[Entries from an annotation dataset]
◆ ◆ ◆ ◆

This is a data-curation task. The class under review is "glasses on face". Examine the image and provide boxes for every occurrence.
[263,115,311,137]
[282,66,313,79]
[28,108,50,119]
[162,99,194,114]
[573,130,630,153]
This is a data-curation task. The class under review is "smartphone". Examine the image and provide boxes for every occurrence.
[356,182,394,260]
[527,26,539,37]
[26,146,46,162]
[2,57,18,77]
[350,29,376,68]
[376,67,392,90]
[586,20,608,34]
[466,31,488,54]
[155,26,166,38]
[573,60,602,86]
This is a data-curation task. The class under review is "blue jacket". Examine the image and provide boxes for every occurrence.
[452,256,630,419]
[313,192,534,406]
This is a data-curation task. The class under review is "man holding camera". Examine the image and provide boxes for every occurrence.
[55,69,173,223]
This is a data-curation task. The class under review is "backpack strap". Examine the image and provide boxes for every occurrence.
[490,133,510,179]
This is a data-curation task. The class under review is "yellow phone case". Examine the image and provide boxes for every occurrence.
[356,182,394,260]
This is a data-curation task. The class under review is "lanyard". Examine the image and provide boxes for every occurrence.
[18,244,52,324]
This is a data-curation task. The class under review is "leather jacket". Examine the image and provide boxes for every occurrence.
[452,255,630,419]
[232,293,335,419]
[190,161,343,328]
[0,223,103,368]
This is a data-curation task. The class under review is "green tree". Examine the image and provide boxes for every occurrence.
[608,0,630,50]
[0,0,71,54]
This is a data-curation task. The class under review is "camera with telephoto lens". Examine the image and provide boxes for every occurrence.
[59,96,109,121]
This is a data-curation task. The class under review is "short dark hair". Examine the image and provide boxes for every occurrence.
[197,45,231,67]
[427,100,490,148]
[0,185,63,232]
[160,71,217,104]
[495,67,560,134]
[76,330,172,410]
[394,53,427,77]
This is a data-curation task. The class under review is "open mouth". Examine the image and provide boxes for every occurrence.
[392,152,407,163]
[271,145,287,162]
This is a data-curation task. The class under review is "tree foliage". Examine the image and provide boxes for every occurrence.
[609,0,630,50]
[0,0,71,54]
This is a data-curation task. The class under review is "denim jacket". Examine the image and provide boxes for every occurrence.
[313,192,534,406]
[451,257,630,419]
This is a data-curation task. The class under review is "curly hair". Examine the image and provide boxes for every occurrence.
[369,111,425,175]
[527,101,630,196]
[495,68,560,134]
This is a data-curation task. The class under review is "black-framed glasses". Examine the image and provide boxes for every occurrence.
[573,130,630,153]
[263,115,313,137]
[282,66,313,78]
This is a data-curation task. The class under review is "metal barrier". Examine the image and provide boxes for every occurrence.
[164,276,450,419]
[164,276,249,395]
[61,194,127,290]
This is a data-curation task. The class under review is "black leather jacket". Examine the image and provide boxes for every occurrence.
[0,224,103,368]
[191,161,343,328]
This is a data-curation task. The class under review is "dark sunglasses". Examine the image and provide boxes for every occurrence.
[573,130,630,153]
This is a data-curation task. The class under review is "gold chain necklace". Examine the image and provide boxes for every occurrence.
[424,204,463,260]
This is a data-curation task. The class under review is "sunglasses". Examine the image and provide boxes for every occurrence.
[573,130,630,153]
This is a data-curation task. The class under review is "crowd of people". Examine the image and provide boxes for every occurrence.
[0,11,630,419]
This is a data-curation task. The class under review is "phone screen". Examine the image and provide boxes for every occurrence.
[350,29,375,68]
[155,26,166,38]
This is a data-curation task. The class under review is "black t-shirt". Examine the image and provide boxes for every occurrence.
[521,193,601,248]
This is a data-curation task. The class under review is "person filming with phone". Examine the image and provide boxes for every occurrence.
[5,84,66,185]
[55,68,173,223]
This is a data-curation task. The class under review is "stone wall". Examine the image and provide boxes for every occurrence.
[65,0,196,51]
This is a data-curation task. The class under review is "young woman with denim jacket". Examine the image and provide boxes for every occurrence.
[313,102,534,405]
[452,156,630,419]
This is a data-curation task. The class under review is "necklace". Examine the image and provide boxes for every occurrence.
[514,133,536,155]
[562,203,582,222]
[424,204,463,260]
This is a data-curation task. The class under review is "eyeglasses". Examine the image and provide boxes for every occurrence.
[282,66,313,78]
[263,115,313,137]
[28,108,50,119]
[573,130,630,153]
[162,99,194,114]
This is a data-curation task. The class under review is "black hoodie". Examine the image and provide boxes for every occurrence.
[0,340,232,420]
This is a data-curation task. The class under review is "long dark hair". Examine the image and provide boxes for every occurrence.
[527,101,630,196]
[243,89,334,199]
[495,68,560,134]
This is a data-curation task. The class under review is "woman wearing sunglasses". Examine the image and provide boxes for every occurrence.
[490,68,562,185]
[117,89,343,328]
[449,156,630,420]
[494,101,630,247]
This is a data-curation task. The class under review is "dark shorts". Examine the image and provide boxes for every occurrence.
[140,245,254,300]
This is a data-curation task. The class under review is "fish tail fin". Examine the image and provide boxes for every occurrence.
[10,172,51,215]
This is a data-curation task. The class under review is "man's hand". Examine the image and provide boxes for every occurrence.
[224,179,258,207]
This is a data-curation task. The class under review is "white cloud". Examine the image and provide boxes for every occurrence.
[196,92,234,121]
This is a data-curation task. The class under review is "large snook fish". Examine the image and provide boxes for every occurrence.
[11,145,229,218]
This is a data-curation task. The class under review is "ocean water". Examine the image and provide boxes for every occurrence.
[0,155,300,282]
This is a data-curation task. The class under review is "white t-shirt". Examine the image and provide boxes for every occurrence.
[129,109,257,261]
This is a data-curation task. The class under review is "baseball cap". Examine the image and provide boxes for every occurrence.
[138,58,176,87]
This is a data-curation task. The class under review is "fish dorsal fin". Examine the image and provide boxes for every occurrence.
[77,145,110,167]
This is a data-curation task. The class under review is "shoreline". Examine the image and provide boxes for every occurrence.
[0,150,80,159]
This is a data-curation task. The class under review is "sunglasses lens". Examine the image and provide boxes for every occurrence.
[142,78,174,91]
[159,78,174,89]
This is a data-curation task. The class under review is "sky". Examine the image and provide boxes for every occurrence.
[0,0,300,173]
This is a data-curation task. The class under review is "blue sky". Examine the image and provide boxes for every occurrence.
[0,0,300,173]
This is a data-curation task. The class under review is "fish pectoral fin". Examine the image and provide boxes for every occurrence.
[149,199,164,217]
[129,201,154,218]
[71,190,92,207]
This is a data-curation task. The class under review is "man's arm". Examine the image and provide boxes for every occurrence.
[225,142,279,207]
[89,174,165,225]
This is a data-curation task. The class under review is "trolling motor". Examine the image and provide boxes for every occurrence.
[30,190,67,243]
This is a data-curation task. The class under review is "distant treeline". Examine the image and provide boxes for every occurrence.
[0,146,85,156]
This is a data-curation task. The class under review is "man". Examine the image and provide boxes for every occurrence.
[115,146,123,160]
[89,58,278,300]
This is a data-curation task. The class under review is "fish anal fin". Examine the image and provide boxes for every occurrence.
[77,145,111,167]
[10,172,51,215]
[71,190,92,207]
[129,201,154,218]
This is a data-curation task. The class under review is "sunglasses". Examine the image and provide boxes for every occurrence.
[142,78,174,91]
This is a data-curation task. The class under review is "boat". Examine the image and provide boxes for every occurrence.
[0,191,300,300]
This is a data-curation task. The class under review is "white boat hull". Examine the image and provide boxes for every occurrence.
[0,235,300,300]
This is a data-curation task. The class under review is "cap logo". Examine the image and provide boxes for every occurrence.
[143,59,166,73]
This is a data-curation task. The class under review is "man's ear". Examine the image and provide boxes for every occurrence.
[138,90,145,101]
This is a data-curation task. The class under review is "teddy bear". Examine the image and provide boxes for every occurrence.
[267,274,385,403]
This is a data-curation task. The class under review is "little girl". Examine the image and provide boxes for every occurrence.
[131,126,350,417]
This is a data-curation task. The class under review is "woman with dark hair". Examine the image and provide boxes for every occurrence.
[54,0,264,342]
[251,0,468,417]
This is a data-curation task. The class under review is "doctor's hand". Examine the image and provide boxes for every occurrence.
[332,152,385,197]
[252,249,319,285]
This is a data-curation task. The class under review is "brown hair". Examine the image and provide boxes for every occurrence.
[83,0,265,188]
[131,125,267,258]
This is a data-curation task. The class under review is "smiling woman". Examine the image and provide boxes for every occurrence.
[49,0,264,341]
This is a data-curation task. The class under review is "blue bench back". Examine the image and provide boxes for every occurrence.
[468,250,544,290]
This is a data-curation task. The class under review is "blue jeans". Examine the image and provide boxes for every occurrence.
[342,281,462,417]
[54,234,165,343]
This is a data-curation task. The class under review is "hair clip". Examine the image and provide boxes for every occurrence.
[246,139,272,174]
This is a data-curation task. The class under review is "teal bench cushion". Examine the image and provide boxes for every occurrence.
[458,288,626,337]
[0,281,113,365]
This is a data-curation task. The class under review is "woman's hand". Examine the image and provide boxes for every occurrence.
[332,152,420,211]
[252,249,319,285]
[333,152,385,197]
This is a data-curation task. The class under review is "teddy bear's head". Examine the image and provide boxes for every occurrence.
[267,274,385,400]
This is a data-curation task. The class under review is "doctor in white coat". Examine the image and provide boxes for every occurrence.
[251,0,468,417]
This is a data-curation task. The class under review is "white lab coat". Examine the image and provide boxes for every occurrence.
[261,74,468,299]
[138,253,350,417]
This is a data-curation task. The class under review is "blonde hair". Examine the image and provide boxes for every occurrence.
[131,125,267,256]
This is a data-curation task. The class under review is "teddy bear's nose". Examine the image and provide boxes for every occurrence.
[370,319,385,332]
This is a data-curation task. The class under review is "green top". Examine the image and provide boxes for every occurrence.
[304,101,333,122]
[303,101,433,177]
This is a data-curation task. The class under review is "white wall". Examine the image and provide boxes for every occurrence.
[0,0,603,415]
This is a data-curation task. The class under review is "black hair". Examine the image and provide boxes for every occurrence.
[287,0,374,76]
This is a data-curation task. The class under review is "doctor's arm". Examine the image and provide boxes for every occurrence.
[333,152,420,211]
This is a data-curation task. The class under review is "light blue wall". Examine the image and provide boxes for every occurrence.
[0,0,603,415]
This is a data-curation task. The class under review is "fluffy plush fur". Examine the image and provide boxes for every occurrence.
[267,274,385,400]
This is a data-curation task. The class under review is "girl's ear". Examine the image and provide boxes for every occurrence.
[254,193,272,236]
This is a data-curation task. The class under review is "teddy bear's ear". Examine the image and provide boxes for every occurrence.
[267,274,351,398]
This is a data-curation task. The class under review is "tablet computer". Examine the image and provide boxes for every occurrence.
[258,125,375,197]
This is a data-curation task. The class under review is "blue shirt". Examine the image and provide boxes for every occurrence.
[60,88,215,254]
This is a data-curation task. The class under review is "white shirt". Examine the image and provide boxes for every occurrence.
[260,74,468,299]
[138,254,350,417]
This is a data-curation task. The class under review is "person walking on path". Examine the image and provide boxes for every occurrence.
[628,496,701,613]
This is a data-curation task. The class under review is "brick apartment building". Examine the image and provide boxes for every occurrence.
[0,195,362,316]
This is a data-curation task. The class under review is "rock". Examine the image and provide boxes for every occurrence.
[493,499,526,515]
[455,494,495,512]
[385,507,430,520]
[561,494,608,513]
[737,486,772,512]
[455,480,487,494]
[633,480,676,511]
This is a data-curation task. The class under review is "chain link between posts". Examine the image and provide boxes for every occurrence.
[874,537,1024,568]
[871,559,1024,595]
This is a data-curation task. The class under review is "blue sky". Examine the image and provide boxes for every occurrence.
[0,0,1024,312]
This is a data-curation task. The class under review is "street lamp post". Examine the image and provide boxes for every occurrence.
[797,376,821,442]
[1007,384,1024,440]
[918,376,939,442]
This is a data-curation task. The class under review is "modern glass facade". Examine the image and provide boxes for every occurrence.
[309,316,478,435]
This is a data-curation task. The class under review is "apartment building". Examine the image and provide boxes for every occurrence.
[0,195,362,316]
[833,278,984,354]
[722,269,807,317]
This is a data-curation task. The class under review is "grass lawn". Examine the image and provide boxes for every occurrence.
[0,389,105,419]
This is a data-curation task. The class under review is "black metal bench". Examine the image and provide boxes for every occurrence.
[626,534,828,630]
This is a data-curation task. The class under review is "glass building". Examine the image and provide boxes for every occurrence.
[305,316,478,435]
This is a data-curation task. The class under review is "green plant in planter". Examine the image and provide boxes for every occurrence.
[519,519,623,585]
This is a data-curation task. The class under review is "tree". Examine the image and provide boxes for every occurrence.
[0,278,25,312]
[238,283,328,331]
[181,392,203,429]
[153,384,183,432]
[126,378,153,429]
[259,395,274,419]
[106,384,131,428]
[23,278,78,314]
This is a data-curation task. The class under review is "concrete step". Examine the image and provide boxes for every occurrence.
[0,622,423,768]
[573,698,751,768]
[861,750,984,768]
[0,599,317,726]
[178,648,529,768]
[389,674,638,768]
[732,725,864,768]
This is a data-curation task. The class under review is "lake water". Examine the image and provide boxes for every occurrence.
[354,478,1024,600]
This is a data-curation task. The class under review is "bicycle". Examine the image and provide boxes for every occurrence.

◆ ◆ ◆ ◆

Task requirements => Pick out each line of the listing above that contains the string "person", matching case exactly.

Answer to the task =>
This is a data-curation task. The class under review is "person filming with phone". Examine the image and provide boxes for every occurrence.
This is a data-curation task. The class under review is "person walking on path". Examine the image and provide boxes for every occurrence.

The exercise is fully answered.